Rewrite these lines with "instance" replaced by "occurrence" and everything else unchanged. Leave the pictures out of your answer.

- **DATASET ENTRIES**:
* * * * * * *
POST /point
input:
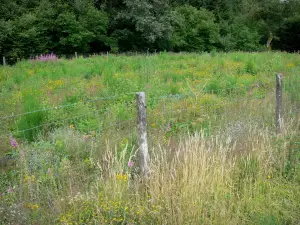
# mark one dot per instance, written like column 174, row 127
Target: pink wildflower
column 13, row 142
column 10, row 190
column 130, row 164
* * * * * * *
- **THE OUTPUT**:
POST /point
input:
# mark one dot per occurrence, written like column 174, row 127
Target: pink wildflower
column 13, row 142
column 10, row 190
column 130, row 164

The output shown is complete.